## ISTRUZIONI DEL COMPITO
Aggiorna i record sottostanti riscrivendoli per intero con "Find" al posto di "Locate" in ogni punto in cui compare, senza cambiare nient'altro.

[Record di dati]

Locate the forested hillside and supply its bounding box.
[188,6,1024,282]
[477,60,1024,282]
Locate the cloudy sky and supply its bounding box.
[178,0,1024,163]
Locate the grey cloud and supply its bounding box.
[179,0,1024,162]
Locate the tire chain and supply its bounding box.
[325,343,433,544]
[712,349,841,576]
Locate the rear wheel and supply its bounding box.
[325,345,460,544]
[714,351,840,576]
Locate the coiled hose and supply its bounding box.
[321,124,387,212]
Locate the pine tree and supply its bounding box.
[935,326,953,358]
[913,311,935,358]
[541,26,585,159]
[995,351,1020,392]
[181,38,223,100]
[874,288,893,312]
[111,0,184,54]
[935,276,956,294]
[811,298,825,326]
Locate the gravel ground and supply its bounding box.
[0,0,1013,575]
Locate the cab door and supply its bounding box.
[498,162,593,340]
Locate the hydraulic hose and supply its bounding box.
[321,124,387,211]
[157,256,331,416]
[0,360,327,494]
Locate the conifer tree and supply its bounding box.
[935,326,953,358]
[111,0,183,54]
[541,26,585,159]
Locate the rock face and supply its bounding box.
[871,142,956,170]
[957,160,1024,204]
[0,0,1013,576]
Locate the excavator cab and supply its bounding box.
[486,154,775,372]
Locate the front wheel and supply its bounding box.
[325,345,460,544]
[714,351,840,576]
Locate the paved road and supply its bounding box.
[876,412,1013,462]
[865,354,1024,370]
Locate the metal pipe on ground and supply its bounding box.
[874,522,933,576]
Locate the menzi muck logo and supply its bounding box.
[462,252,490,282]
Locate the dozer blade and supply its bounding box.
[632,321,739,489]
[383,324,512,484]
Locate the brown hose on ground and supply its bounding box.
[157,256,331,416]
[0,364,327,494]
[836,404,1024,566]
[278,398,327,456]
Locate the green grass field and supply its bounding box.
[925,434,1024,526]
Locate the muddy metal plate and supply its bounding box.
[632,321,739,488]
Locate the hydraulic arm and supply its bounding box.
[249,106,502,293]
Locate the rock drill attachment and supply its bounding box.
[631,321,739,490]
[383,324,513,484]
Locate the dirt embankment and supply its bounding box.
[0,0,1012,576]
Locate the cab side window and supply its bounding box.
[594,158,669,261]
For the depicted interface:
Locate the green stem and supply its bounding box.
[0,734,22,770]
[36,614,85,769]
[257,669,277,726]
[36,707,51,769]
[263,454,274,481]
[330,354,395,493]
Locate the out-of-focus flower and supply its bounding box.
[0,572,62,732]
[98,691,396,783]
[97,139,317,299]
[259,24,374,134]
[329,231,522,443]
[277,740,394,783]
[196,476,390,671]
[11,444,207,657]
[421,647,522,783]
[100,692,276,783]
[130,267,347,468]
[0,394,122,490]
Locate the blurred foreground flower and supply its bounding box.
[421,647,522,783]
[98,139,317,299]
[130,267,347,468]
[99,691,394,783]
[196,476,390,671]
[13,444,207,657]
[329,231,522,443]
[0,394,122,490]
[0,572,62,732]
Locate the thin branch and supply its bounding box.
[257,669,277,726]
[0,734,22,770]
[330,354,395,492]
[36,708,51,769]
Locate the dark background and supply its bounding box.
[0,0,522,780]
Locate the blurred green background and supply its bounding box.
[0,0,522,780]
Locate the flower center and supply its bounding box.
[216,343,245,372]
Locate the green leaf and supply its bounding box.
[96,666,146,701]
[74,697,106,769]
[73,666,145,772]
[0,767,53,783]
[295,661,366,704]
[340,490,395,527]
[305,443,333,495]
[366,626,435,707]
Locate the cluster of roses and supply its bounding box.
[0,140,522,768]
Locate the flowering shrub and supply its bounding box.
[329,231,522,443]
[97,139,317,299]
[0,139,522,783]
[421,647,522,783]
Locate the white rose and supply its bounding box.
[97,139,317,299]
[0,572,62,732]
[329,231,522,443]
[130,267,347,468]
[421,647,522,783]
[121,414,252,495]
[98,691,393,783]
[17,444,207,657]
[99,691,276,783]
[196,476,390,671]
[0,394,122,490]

## PROBLEMA RISOLTO
Find the forested hillside and supply its bounding box.
[188,6,1024,282]
[477,60,1024,282]
Find the cloudy sky and supply its bounding box.
[178,0,1024,163]
Find the grey cloud and supply its bounding box.
[179,0,1024,162]
Find the tire chain and supply its bounding box.
[325,343,433,544]
[712,349,841,576]
Find the rear wheel and supply its bounding box.
[325,345,460,544]
[714,351,840,576]
Find the coiled hose and supply its bounding box.
[321,124,387,212]
Find the pine tree and supply its bounding box.
[935,326,953,358]
[913,311,935,358]
[541,26,585,159]
[995,351,1020,392]
[181,38,223,100]
[874,288,893,312]
[111,0,184,54]
[935,276,956,294]
[811,298,825,326]
Find the gravel ground and supply its bounding box.
[0,0,1013,575]
Find the cab door and supply its bounding box.
[498,162,593,340]
Find the hydraulic hose and supply its bounding box.
[321,124,387,211]
[157,256,331,416]
[0,360,327,494]
Find the conifer tree and supply its bounding box.
[935,326,953,358]
[111,0,183,54]
[541,26,585,159]
Find the rock face and supply its bounding box.
[871,142,956,170]
[957,160,1024,204]
[0,0,1013,576]
Find the excavator cab and supply its bounding box.
[486,154,775,372]
Find the front wheel and supply its bounding box.
[325,345,460,544]
[714,351,840,576]
Find the paved road and supply its bounding box.
[876,412,1013,462]
[865,354,1024,370]
Find the metal pipe on ground and supply its bounding box.
[874,522,933,576]
Find the menzi muck logo and supply its bounding box.
[462,252,490,282]
Find the dozer blade and supply its bounding box.
[632,321,739,489]
[383,324,512,484]
Find the brown hose on ground and supply its bounding box.
[157,256,331,416]
[0,364,327,494]
[836,404,1024,566]
[278,398,327,456]
Find the green grass field and supply its bounding box.
[925,434,1024,526]
Find the muddy metal plate and supply its bounding box.
[632,321,739,488]
Find the hydraulic arm and supply its bounding box.
[249,106,502,293]
Find the rock drill attachment and supply its bounding box.
[631,321,739,490]
[383,324,513,484]
Find the dirt embankment and supply its bounding box.
[0,0,1012,576]
Find the cab side window and supply its bounding box.
[594,158,669,261]
For the depicted interface:
Find the green stem and supply its bounding box.
[0,734,22,770]
[36,614,85,769]
[257,669,277,726]
[36,707,51,769]
[263,454,274,481]
[330,354,395,493]
Find the out-of-focus flower and supply its bounding box.
[0,572,62,732]
[98,691,396,783]
[97,139,317,299]
[259,24,374,134]
[329,231,522,443]
[277,740,394,783]
[196,476,390,671]
[11,444,207,657]
[421,647,522,783]
[100,692,276,783]
[130,267,347,468]
[0,394,122,490]
Find the blurred foreground flower and supply its bounding box.
[421,647,522,783]
[98,139,317,299]
[130,267,347,468]
[99,691,394,783]
[196,476,390,671]
[13,444,207,657]
[329,231,522,443]
[0,394,122,490]
[0,572,62,732]
Find the thin branch and supply its bounding box.
[257,669,277,726]
[0,734,22,770]
[330,354,395,492]
[36,708,51,769]
Find the dark background and supply its bounding box.
[0,0,522,780]
Find the blurred green background and supply its bounding box.
[0,0,522,780]
Find the flower center and supply its bounding box.
[216,343,245,372]
Find the green leaf and supply its bounding box.
[96,666,146,701]
[74,697,106,769]
[73,666,145,772]
[0,767,53,783]
[295,661,366,704]
[340,490,395,527]
[305,443,333,495]
[366,626,435,707]
Find the cluster of roses and supply its bounding box.
[0,140,522,768]
Find the flowering shrub and supply its bounding box.
[329,231,522,443]
[97,139,317,299]
[0,139,522,783]
[421,647,522,783]
Find the white rose and supply its bounding box.
[97,139,317,299]
[0,572,62,732]
[329,231,522,443]
[130,267,347,468]
[421,647,522,783]
[121,414,252,495]
[98,691,393,783]
[17,444,207,657]
[99,691,276,783]
[196,476,390,671]
[0,394,122,490]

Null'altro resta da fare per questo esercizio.